The trusted hospitality team behind local favourites Farmhouse and Oh Boy, Bok Choy is bringing a culinary experience rarely seen in Australia to Stafford by launching a 90-seat authentic New Mexican taqueria rooted in a deep family history.
A Family Legacy

Sancho Taqueria & Tequileria is slated to launch at Stafford Central in early to mid-June 2026. Rather than simply chasing the latest dining trends, owner Amanda Scott has built the venue around her family’s personal connection to the American Southwest. Her father moved to New Mexico as a child, where he fell in love with the local culture and language. He later married Scott’s mother in Albuquerque and honeymooned in Santa Fe, making the region’s food a staple in their household.
Scott shared that her parents’ affection for the region shaped their family history, and now her own children are the third generation to embrace this heritage. She explained that her father’s passion for the area led him to learn Spanish, study in Madrid, and develop a deep appreciation for Hispanic literature. The restaurant actually takes its name from Sancho Panza, the famously loyal sidekick in her father’s favourite Spanish novel, Don Quixote.

Task instructions »
**A)** Copy the taqueria text from "A Family Legacy" up to and including "in their household.".
**B)** Name every restaurant the taqueria text names that is run by the hospitality team.

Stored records
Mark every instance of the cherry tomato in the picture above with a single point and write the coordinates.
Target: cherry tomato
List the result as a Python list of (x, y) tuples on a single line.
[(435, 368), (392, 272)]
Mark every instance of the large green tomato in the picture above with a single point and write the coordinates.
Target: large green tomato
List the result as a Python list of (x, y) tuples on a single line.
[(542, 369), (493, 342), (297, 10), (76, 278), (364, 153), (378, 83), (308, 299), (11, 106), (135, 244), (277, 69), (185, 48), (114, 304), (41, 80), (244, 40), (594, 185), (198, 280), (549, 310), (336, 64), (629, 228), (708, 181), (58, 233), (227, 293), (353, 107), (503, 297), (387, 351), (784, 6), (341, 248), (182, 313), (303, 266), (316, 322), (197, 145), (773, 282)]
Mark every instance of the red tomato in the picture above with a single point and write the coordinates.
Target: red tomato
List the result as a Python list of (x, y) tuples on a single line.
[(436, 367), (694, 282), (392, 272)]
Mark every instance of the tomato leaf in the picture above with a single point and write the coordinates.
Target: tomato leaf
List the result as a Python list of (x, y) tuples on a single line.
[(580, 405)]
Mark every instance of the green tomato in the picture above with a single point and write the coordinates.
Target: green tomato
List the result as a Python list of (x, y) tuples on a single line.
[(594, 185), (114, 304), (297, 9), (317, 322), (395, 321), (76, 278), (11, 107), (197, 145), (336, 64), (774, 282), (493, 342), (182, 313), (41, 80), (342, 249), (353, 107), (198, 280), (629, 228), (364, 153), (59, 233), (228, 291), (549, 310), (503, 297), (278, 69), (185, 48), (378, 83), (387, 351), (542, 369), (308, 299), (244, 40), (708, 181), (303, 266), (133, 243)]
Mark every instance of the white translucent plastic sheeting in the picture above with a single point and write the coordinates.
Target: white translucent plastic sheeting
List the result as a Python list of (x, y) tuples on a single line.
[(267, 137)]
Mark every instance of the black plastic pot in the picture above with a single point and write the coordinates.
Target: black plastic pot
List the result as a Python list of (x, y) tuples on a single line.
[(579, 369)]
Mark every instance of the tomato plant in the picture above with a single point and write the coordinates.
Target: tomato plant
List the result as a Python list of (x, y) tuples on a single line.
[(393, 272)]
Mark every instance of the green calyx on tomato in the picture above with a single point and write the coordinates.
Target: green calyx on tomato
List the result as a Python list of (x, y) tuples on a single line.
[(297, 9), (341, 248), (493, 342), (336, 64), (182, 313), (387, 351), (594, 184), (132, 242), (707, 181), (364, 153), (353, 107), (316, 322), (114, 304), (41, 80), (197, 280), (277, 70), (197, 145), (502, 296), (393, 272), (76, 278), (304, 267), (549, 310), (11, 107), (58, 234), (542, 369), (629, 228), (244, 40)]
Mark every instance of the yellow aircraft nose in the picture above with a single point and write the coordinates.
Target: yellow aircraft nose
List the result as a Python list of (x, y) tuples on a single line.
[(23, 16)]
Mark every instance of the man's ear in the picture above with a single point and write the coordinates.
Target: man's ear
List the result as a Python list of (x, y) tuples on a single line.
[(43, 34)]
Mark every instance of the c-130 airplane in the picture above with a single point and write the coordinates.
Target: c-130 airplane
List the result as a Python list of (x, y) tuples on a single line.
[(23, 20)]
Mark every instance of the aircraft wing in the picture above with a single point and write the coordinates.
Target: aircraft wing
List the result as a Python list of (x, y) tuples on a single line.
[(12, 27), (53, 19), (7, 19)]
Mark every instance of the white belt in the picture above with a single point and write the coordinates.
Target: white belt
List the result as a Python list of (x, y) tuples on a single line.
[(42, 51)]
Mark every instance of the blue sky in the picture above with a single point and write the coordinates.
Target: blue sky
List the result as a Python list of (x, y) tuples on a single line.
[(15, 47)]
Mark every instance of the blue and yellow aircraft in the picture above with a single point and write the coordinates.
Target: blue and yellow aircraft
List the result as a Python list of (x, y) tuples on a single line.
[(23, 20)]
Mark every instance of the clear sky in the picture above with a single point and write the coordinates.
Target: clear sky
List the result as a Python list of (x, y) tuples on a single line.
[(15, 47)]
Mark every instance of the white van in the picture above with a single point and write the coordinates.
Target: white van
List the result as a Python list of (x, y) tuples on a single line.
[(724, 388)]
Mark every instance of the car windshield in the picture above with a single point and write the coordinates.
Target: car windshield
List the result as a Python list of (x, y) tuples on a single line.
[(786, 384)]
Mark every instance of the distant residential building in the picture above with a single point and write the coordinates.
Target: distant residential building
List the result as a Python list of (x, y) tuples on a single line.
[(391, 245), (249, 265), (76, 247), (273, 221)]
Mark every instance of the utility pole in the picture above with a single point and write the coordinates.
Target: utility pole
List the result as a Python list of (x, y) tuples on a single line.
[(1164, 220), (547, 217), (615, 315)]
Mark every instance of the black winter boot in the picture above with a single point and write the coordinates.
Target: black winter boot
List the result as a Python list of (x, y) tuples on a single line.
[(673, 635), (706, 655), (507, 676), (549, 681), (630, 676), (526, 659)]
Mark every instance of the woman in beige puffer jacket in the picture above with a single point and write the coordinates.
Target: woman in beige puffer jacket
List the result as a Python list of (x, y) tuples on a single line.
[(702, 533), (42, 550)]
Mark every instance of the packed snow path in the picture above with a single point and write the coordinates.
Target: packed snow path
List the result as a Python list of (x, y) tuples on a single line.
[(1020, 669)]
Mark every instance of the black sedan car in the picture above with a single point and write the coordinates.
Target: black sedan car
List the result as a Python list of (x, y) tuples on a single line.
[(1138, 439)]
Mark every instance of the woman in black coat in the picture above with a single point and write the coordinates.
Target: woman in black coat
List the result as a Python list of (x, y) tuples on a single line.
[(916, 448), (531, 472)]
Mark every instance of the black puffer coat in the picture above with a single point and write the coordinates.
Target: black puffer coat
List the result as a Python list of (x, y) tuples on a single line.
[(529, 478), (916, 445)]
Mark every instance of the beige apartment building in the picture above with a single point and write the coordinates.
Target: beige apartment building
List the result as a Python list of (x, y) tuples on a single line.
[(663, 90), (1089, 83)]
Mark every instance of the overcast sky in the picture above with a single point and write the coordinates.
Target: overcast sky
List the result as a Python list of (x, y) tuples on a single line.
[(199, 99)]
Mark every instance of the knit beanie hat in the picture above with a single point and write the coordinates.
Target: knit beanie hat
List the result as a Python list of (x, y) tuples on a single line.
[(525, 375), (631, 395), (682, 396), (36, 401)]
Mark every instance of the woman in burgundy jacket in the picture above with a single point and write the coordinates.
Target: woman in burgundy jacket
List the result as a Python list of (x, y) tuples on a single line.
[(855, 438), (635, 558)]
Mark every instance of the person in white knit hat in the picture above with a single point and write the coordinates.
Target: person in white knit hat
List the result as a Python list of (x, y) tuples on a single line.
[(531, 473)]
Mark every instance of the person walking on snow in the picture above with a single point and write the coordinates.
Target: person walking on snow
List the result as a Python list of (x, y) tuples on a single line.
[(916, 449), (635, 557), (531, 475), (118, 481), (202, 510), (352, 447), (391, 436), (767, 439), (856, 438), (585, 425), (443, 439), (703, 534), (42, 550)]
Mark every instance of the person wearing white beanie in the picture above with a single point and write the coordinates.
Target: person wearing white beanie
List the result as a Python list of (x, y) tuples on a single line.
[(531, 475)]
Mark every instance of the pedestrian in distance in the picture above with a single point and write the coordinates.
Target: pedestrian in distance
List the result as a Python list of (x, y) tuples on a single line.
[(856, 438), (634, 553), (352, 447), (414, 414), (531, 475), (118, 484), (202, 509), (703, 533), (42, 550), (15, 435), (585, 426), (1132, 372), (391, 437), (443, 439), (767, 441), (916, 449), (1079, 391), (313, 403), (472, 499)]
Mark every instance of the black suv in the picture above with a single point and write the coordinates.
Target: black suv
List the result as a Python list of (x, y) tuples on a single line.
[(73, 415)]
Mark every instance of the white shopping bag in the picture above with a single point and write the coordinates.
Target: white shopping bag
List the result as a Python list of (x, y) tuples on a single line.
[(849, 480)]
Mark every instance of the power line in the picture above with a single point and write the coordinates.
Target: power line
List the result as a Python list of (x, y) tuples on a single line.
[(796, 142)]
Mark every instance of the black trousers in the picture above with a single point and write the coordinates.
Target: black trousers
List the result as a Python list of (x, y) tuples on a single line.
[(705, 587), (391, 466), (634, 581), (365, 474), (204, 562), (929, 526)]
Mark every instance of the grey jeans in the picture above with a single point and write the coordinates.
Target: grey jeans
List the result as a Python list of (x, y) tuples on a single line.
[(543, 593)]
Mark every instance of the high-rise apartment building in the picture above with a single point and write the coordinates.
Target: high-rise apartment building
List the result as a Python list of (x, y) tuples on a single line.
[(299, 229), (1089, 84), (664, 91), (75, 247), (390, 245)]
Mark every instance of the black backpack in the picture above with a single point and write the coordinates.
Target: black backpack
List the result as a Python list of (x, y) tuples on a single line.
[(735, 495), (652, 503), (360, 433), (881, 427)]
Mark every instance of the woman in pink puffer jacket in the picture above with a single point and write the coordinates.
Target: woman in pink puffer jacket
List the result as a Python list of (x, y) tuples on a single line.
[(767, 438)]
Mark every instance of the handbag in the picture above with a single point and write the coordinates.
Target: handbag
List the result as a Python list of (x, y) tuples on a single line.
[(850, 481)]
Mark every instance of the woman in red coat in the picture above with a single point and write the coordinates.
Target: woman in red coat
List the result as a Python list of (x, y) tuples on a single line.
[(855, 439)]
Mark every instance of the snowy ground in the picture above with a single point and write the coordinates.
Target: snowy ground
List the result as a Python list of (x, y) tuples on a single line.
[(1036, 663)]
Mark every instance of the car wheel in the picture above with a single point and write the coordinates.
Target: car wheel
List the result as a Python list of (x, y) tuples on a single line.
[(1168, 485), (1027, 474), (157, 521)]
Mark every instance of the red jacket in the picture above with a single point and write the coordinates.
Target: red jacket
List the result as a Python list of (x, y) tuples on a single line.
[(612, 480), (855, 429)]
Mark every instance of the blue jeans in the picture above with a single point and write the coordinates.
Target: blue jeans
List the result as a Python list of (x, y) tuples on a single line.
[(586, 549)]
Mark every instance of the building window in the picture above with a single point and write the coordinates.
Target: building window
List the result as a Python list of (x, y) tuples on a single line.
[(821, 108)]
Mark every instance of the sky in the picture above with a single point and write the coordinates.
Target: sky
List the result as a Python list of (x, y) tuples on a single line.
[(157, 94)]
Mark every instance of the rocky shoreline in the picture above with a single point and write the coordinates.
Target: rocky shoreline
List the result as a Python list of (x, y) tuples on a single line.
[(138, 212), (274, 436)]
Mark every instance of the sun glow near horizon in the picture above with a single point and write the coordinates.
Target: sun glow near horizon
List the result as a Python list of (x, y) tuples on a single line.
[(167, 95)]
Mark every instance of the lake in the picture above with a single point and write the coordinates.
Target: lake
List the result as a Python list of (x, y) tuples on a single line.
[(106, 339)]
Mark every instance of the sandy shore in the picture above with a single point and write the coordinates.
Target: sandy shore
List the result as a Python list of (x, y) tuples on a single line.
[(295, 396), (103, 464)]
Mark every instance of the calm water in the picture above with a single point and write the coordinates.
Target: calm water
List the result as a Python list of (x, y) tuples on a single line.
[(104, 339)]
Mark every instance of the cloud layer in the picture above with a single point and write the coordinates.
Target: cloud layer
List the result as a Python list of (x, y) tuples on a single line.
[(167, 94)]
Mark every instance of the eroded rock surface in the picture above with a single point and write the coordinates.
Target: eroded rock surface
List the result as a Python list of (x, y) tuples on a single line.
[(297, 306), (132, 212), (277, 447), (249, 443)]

Solutions to the tasks »
**A)**
A Family Legacy

Sancho Taqueria & Tequileria is slated to launch at Stafford Central in early to mid-June 2026. Rather than simply chasing the latest dining trends, owner Amanda Scott has built the venue around her family’s personal connection to the American Southwest. Her father moved to New Mexico as a child, where he fell in love with the local culture and language. He later married Scott’s mother in Albuquerque and honeymooned in Santa Fe, making the region’s food a staple in their household.

**B)**
Farmhouse
Oh Boy, Bok Choy
Sancho Taqueria & Tequileria